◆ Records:

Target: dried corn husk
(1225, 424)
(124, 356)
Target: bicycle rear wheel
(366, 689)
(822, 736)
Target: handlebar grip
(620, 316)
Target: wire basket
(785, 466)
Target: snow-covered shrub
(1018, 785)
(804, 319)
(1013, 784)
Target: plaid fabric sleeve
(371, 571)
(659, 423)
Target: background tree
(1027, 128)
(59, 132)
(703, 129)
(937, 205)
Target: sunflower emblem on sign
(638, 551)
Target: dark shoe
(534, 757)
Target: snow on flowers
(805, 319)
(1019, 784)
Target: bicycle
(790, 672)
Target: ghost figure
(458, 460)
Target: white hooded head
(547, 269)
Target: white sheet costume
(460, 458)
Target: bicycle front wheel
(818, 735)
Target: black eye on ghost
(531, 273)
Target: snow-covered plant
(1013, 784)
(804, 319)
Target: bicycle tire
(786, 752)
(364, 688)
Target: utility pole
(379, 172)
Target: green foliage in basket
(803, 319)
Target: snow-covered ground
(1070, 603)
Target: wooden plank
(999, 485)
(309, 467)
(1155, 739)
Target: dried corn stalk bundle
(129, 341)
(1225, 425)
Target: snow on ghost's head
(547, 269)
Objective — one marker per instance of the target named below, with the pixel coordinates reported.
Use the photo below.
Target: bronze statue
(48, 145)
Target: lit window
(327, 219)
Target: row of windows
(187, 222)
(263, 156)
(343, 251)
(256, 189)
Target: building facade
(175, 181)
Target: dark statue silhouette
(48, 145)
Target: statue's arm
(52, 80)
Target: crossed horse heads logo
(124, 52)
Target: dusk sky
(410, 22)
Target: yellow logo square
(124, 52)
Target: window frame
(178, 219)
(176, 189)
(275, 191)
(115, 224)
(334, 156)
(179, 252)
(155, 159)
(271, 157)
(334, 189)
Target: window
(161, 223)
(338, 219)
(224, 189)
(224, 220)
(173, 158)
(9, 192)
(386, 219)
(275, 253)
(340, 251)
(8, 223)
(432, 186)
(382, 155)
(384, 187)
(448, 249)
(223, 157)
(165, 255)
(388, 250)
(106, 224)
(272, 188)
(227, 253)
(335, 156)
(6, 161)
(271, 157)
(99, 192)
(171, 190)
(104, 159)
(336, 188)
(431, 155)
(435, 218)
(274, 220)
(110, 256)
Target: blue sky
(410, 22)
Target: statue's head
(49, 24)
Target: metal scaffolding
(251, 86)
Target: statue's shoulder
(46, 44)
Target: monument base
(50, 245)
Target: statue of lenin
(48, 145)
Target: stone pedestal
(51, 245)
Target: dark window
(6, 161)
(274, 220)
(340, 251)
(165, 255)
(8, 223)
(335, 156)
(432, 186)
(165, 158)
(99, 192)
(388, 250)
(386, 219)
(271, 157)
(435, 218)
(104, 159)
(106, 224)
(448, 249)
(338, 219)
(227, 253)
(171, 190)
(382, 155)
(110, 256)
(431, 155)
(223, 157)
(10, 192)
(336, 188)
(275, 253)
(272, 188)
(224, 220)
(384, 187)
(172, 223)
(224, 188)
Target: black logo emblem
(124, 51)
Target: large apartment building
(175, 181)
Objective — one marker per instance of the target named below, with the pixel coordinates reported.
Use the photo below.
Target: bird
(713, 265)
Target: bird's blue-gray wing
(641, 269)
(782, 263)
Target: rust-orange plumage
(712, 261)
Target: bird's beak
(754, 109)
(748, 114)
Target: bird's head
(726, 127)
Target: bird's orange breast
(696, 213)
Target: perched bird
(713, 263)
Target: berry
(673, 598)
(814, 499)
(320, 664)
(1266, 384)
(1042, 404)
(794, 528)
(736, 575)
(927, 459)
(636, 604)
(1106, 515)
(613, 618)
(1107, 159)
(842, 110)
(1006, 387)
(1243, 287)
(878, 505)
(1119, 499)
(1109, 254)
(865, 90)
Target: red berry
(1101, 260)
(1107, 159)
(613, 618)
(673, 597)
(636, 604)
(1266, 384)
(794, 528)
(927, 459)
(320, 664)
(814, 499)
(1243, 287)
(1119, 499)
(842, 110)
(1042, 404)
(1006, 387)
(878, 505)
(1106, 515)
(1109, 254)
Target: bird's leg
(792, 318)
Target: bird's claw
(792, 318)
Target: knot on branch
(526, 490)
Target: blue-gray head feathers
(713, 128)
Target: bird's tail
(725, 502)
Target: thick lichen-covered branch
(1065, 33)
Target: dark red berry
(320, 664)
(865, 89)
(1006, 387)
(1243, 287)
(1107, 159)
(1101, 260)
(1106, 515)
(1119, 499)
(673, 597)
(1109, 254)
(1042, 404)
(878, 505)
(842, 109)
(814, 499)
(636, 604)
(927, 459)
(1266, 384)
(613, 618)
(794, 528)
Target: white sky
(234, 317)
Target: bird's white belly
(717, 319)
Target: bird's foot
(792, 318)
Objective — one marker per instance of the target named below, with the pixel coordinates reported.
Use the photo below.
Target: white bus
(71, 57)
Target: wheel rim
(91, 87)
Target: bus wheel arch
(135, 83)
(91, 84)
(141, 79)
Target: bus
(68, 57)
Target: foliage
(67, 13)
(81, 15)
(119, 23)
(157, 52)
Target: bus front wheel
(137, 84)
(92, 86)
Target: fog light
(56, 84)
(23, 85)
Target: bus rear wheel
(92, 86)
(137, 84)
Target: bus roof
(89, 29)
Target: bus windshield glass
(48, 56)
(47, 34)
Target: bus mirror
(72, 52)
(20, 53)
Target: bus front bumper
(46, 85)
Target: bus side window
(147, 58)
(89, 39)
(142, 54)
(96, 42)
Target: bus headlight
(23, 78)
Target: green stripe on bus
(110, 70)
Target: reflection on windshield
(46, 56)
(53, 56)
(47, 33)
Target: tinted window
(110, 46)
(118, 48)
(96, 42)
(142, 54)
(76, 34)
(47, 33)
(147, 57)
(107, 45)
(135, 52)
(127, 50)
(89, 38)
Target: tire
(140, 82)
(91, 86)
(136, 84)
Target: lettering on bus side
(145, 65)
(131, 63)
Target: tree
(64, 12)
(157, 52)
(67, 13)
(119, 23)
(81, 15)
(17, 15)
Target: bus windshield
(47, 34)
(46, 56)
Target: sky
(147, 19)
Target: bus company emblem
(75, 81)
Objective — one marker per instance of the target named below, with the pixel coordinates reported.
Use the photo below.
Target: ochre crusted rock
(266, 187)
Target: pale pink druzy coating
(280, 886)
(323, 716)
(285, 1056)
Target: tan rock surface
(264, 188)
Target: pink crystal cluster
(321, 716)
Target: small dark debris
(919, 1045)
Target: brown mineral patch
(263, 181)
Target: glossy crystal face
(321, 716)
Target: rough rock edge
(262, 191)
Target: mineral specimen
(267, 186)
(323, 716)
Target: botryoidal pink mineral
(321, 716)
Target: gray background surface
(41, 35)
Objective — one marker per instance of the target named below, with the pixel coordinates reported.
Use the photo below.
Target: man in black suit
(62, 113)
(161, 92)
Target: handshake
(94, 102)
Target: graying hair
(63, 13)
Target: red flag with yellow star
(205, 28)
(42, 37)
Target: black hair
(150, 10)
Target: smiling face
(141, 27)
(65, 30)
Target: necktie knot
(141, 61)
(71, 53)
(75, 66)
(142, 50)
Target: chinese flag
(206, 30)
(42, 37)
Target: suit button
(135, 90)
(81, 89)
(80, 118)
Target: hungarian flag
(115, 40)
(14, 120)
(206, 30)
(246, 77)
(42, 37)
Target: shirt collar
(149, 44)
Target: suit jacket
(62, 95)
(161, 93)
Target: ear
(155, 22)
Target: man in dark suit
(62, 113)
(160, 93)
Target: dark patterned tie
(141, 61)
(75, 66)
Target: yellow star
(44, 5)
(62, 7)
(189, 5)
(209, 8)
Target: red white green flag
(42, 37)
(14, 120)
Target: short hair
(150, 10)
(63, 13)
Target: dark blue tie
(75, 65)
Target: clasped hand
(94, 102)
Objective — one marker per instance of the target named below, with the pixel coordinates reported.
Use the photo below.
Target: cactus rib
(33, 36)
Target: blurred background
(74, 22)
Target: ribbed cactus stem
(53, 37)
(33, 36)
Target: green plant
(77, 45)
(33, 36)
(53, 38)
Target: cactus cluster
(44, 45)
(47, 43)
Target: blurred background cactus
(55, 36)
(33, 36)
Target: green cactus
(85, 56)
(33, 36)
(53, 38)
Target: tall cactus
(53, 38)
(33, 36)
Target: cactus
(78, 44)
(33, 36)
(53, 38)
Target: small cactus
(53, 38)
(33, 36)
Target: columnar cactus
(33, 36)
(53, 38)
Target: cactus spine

◆ What the task requires:
Repeat, with no changes, each line from the one with "Target: dark blue tie" to the end of the listing, including both ends and nothing else.

◆ Solution to this task:
Target: dark blue tie
(75, 65)
Target: clasped hand
(94, 102)
Objective — one marker per instance of the target named below, with the pixel coordinates reported.
Use the photo below.
Target: cactus rib
(33, 36)
Target: blurred background
(74, 22)
Target: ribbed cactus stem
(53, 37)
(33, 36)
Target: green plant
(77, 45)
(33, 36)
(53, 38)
Target: cactus cluster
(44, 45)
(47, 43)
Target: blurred background cactus
(55, 36)
(33, 36)
Target: green cactus
(85, 56)
(33, 36)
(53, 38)
Target: tall cactus
(53, 38)
(33, 36)
Target: cactus
(78, 44)
(33, 36)
(53, 38)
Target: small cactus
(53, 38)
(33, 36)
Target: columnar cactus
(33, 36)
(53, 38)
Target: cactus spine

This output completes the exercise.